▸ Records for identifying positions
[start]

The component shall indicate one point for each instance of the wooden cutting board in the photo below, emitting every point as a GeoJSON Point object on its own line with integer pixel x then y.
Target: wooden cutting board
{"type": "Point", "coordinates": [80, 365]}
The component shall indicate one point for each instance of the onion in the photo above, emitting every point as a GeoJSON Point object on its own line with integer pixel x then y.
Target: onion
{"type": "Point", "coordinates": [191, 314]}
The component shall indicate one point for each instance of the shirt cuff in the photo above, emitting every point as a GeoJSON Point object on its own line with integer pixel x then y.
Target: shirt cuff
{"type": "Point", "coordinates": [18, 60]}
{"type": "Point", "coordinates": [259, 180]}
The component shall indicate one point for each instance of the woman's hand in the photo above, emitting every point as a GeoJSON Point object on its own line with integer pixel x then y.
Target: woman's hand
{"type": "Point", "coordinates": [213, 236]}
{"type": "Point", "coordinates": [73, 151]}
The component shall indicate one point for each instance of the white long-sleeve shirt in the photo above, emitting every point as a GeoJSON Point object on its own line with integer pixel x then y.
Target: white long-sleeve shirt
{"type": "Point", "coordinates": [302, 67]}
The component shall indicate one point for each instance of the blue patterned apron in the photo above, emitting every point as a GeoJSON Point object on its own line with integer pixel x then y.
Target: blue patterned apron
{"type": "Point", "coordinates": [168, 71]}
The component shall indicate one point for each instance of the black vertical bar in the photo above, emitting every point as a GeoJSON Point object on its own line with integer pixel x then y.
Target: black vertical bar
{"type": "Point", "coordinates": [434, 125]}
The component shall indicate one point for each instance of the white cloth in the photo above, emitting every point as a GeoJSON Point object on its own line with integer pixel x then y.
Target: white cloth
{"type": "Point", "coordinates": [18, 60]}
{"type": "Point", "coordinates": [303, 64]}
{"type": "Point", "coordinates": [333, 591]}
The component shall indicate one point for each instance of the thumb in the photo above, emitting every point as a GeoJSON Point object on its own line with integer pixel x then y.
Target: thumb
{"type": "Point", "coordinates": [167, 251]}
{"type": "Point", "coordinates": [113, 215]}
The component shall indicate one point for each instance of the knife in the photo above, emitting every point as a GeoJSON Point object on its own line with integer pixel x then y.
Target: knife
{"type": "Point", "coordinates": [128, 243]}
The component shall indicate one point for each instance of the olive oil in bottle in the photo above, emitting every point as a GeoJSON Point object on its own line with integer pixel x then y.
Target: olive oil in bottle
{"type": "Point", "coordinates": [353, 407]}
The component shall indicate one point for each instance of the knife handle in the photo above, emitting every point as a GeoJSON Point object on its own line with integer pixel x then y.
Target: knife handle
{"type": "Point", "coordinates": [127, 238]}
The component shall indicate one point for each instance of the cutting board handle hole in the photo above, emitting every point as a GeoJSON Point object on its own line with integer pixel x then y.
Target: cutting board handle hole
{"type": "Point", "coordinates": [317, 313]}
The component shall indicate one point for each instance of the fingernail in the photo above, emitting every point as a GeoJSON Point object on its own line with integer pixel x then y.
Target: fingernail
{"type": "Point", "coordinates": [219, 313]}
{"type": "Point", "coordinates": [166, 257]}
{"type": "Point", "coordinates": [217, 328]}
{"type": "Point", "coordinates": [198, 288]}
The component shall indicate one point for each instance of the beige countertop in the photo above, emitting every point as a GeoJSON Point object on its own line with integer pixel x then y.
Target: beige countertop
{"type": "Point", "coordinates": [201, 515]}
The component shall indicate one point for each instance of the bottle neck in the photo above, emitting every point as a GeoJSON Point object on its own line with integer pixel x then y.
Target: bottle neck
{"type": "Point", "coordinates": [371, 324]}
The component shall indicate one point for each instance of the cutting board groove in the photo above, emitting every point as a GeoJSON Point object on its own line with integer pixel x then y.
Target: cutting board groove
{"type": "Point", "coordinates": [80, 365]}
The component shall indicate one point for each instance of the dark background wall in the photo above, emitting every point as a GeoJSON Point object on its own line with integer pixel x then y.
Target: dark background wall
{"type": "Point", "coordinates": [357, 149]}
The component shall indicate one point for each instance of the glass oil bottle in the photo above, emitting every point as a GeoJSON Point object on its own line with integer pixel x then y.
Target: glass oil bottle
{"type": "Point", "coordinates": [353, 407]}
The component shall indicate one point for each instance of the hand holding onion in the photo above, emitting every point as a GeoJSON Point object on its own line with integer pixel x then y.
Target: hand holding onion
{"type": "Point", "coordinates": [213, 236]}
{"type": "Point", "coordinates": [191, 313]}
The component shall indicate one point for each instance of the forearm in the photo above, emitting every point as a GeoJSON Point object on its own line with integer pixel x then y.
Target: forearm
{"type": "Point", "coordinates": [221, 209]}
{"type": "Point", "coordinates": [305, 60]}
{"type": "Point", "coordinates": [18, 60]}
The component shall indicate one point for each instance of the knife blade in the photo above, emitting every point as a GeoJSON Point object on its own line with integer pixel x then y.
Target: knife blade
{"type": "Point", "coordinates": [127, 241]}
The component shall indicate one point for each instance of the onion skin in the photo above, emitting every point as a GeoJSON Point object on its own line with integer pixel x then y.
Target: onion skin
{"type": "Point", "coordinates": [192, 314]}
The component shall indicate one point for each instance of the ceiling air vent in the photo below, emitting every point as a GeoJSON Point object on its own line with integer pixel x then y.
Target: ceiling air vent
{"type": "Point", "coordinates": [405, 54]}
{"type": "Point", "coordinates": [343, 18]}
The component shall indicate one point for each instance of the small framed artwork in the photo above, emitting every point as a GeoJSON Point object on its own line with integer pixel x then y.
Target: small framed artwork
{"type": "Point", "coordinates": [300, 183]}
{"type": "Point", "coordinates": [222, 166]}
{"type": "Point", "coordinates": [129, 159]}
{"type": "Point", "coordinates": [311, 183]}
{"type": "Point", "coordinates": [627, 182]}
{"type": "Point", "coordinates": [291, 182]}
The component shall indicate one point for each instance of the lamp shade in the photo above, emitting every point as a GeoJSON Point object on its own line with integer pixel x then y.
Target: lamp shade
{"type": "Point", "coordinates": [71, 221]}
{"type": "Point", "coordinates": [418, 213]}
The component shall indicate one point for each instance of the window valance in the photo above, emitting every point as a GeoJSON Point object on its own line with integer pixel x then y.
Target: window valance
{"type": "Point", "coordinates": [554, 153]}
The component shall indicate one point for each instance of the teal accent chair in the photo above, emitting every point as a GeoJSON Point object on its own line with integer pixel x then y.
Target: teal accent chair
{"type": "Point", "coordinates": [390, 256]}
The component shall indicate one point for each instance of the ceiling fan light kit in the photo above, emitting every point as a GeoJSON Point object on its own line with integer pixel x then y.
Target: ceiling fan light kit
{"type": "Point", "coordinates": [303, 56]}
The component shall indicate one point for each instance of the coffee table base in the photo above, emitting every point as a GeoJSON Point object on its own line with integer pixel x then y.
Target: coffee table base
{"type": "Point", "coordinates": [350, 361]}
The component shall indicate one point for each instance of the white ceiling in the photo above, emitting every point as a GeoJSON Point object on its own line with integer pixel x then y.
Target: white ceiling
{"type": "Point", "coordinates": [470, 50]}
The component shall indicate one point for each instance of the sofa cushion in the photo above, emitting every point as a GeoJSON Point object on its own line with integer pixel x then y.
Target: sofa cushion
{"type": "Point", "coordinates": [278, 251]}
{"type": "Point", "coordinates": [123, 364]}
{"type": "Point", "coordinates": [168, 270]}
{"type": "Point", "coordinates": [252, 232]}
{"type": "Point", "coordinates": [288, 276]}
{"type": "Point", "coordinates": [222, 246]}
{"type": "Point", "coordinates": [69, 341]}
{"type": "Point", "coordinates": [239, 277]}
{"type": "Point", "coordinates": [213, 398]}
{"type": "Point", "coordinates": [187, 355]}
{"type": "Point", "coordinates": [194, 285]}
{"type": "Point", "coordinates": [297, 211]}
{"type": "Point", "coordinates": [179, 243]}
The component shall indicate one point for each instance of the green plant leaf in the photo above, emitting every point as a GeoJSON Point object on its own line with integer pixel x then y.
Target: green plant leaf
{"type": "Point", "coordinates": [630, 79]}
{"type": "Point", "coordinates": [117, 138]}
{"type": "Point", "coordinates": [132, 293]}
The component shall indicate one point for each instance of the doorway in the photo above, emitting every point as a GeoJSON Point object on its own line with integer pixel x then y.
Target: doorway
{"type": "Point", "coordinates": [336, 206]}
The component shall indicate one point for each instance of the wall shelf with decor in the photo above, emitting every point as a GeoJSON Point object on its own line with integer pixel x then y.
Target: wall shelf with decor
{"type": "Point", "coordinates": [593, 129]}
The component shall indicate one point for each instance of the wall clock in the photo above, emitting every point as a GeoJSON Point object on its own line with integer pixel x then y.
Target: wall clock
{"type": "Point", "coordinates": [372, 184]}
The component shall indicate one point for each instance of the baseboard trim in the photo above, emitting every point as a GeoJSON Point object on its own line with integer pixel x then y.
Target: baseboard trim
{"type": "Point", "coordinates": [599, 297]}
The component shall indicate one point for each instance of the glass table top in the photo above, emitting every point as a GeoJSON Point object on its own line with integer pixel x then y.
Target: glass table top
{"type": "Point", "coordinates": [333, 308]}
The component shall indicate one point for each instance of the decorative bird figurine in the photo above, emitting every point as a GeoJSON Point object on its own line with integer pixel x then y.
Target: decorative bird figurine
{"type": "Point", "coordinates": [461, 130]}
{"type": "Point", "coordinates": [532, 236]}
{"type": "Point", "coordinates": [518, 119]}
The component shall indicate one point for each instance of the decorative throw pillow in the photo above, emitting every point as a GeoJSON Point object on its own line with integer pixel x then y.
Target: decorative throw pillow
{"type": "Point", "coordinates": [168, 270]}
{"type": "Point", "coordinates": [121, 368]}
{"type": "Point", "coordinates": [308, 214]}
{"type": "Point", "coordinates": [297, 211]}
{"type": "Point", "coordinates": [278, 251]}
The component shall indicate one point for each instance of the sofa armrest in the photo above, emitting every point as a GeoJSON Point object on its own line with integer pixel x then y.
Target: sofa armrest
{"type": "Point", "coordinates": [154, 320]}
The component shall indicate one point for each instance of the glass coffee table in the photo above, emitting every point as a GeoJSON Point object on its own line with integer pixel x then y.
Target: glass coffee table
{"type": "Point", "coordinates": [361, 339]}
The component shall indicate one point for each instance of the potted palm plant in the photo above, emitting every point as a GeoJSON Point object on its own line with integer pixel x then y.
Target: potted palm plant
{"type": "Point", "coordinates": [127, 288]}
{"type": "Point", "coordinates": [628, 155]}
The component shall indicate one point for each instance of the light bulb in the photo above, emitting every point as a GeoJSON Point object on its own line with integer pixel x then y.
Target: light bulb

[end]

Reproduce word for word the lines above, starting with the line that contains "the sofa armrest" and going on through the end of the records.

The component shall indicate one point for each instance of the sofa armrest in the photo above, emitting every point as a GeoJSON Point object on its own line with integer pixel x then y.
Target: sofa armrest
{"type": "Point", "coordinates": [154, 320]}
The component shall indicate one point for each instance of the glass coffee table in the photo above, emitting every point as a GeoJSON Point object on its own line with integer pixel x then y.
Target: glass coffee table
{"type": "Point", "coordinates": [361, 339]}
The component shall indicate one point for each instance of the potted palm plant in the photo above, emitting every point as a GeoJSON Point object on its own line with integer pixel x then y.
Target: potted palm plant
{"type": "Point", "coordinates": [127, 288]}
{"type": "Point", "coordinates": [628, 155]}
The component shall indicate one point for each instance of the light bulb in the photo above, emitting every point as a GeoJSON Point object on its own line with integer pixel x then y.
Target: light bulb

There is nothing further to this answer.